:: Document segment ::

** START **

We had our lunch on the clearing called “The Ovens”, so named, evidently, from the rock formation of the main divide nearby, which may be likened to a battery of ovens. That afternoon our packs were light, the weather cold and invigorating, the track clear and our hearts, if not young and gay, were at least equal to the effort. Our track threaded its way round rock faces and over obscure saddles, through a labyrinth which might have taken us a couple of days to cross had we had to find the way. Towards evening we came to a volcanic neck where there had been water on the last trip, but it was further down the gully now, so, in the last of the remaining daylight we made a dash for Davis' Hole. Luckily we found the track leading down to it just before dark, and were probably the second party of bush walkers to camp in this delightful spot (Max Gentle and party camped there several years ago). The track to Uraterer drops several hundred feet as it passes between David's and Gosper's Holes and we had to descend some 300 feet more from the lowest point of the track. In the volcanic gully below we found a large spring-fed clearing, surrounded by open grassy bushland with plenty of good camp sites. The place is like St. Helena or Euroka, though ringed by much higher hills - about 6-800 feet above the valley. Not a tree has been rung; not a bottle or tin in sight. It was perfectly sheltered - a treat after our scrubby ledges, high above the meagre little pools of water we had used on previous nights.
Next day we forced the pace a little to reach Uraterer by lunch. Though the track is seldom discernible over this stretch the ridge is broad and easier to follow in this direction than in reverse. From Uraterer Jim was our guide, being the only one who had been over Wirraba. If he hadn't remembered the general trend of the track we mightn't have found it for some time, as in the first couple of miles it crosses a spur and follows shallow gullies. Another stockman had been out this way, but we parted with the hoof marks near Wirraba when the track led off to the South-east. Soon we came upon traces of a track which erosion suggested might once have been a route for stock. As it neared the top of Wirraba the track became very uncertain, but we followed what seemed the logical route for a horseman and in places came upon a well-defined track, though it might have been merely a cattle track. Skirting the two high points and walking along the saddle between we found this grassy mountain a very pleasant spot.
After Wirraba traces of the old track could still be seen. For the benefit of future parties the vicinity where we lost sight of it is marked on the accompanying map. I feel almost certain that it follows a well defined spur a little north of the ridge we followed. This spur, we could plainly see, has no pronounced saddles, nor anything to prevent a stockman from following it down to Wirraba Creek and continuing over the low hills between Wirraba and Putty Creeks. The last three miles of the ridge we followed is a series of mountains connected by low saddles and liberally littered with all the obstacles known to bushwalkers.

** END **

:: Given entries ::

** START **

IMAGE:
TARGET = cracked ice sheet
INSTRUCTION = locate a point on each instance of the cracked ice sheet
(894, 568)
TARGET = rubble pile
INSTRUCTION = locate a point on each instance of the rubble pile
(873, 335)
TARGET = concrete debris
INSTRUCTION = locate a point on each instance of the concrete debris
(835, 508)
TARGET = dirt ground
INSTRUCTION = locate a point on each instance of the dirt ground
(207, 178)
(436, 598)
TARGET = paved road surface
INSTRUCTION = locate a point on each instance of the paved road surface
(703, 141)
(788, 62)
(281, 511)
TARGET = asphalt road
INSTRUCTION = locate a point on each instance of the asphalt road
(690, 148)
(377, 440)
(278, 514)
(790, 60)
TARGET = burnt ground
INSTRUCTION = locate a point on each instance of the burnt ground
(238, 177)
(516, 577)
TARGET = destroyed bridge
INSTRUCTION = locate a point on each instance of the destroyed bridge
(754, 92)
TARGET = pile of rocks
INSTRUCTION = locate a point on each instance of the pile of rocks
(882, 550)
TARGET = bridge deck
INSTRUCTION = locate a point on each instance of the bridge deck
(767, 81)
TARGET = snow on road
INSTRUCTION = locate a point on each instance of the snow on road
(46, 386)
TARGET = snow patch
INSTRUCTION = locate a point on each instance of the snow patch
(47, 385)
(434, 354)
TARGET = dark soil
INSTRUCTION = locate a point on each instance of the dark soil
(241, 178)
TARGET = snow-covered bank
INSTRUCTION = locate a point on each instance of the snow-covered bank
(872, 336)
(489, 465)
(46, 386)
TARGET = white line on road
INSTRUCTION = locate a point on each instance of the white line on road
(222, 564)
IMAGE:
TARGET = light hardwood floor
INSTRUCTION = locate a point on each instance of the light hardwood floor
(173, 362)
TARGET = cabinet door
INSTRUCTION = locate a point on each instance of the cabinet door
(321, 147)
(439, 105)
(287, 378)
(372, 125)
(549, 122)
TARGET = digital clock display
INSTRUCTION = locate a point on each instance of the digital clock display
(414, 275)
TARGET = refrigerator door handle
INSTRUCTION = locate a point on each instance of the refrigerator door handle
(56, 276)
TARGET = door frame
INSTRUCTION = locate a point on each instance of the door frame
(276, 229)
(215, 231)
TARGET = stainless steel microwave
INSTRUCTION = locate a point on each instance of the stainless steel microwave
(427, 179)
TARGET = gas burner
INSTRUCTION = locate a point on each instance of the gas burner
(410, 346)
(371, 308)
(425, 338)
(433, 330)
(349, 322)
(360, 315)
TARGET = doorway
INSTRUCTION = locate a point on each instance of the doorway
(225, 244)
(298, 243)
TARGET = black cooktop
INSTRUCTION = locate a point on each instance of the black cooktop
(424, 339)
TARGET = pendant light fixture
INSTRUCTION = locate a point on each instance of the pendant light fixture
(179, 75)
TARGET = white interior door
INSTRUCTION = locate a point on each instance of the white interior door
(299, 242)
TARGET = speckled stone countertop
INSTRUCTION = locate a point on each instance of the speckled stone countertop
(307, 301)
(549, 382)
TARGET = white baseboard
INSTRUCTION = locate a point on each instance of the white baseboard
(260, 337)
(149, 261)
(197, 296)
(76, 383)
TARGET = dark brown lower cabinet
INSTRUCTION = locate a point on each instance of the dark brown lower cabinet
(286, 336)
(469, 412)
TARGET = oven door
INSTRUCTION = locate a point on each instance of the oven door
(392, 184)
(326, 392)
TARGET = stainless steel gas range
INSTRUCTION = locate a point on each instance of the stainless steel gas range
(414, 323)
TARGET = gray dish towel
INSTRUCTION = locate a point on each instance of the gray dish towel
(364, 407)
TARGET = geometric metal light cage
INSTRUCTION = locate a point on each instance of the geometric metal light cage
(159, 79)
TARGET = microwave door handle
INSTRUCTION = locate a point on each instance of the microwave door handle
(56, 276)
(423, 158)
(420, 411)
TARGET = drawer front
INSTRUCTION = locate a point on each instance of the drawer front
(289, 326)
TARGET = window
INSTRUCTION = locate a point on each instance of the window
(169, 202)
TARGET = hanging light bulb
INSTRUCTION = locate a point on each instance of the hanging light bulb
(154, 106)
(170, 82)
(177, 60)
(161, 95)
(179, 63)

** END **

:: Problem ::
Please continue the bushwalking account of the trek past Uraterer and Wirraba, beginning right after its final sentence about the last three miles of the ridge.

:: The answer ::
Wirraba Creek itself was a scene of destruction. As in Putty Creek the banks had carried away leaving a broad swathe of mud and sand. On this creek there are no clearings, but the remains of a timber road along the creek, and huge stumps supported on branched pedestals of bared roots, many feet above present ground level, tell the tale more clearly than any conservation report. A broad river of sand is being gradually carried down these creeks to Wollemi Creek, later to reach the Colo, then the Hawkesbury. Query - will we see the day when the eroded banks of the Capertee, Wollemi, Macdonald and other streams have washed down to convert the Hawkesbury into mud flats?
The rest was road walking, which we didn't mind after that abominable ridge. Our trip ended, as it had been throughout, in fine weather. When we arrived back at our transport we found that betting in the valley during our absence favoured the mountains unless we followed the ridges, a judgment with which we would agree. Jim's sandshoes, dirty but intact, were a source of wonder.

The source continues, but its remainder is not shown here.